DATA:
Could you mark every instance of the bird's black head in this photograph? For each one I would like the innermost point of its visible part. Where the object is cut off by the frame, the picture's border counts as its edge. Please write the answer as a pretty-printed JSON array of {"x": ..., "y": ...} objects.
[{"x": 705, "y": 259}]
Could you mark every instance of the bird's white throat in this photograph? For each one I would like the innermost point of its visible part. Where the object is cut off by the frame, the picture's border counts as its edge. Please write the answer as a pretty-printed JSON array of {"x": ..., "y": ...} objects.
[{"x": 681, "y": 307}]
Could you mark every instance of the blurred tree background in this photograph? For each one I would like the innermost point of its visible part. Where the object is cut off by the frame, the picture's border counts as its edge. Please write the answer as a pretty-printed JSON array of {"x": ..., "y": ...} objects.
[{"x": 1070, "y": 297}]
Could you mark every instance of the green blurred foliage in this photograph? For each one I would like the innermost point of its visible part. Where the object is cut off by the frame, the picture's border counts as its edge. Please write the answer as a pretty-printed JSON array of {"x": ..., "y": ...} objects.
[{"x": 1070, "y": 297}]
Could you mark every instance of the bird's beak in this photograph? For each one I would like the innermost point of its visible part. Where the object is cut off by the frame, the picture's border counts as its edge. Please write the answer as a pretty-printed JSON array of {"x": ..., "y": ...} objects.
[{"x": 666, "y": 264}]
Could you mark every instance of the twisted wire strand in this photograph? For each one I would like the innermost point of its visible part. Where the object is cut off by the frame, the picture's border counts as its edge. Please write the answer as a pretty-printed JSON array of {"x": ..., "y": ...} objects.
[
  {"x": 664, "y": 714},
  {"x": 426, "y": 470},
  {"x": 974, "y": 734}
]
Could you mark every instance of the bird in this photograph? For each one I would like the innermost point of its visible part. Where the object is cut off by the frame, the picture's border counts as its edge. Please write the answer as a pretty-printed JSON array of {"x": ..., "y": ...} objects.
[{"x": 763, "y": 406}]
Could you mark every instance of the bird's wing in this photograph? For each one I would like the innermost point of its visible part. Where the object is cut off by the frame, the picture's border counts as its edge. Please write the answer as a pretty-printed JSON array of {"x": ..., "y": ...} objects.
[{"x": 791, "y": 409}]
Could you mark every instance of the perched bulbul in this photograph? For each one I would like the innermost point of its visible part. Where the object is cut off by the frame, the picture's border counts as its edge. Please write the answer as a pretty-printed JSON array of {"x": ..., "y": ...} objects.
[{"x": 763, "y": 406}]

DIRECTIONS FOR THIS TASK: Each entry must be retyped exactly as it was written above.

SOLUTION TO THE EXERCISE:
Could you mark every instance of the bird's black head in this photograph? For each one I would like the innermost point of its visible part. Where the object is cut off by the frame, the picture's border counts as its edge. Please write the answer as a pretty-printed JSON array of {"x": ..., "y": ...} objects.
[{"x": 705, "y": 259}]
Could you mark every instance of the bird's white throat in this photograph? For each one I would like the innermost point of its visible part. Where the object is cut off by the frame, the picture's border counts as its edge. Please write the answer as a pretty-printed JSON array of {"x": ..., "y": ...} objects.
[{"x": 681, "y": 307}]
Could you mark every instance of the blurred tree background in this photograph? For each one I would like the innermost point of its visible part. Where the object is cut off by the frame, the picture's border counts as its edge. Please write the answer as a pretty-printed JSON array of {"x": ..., "y": ...} objects.
[{"x": 1070, "y": 297}]
Could you mark every instance of the green blurred foliage in this photograph? For each one I would like the innermost point of its visible part. Where the object is cut off by the frame, the picture's border counts as its edge. Please write the answer as a pretty-printed JSON array of {"x": ..., "y": ...} objects.
[{"x": 1070, "y": 297}]
Could you mark every instance of the bird's beak in this photograph? For each one I would like the innermost point of its visible part. Where the object is cut off by the frame, the picture's border counts as its edge. Please write the answer as a pretty-printed JSON array of {"x": ..., "y": ...} objects.
[{"x": 666, "y": 264}]
Could you mark every instance of the twisted wire strand in this photograph? For each one I would like the innermost point of its visible part. Where the object is cut off by the frame, the picture's border counts as its edge. Please write the answer as a pretty-printed JSON array of {"x": ..., "y": ...} objects.
[
  {"x": 664, "y": 714},
  {"x": 426, "y": 470},
  {"x": 974, "y": 734}
]
Could you mark every instance of the bird in this photograph? For each one I would like the innermost point of its visible part. Where the object is cut off by the frame, the picture's border counts as its edge. Please write the answer as a pretty-printed JSON array of {"x": ..., "y": ...} objects.
[{"x": 763, "y": 406}]
Could you mark every instance of the bird's wing in this photograph? For each one I would like the innermost point of its visible part. Where the object is cut off by the frame, the picture's border counts as its edge. Please write the answer as a pretty-printed JSON array of {"x": ..., "y": ...} objects.
[{"x": 791, "y": 409}]
Could you mark every instance of the perched bulbul in this photograph? For each one I would like the innermost point of its visible part. Where the object is cut off by the frame, the picture's border counts as its edge. Please write the answer as a pretty-printed JSON array of {"x": ..., "y": ...} objects.
[{"x": 763, "y": 406}]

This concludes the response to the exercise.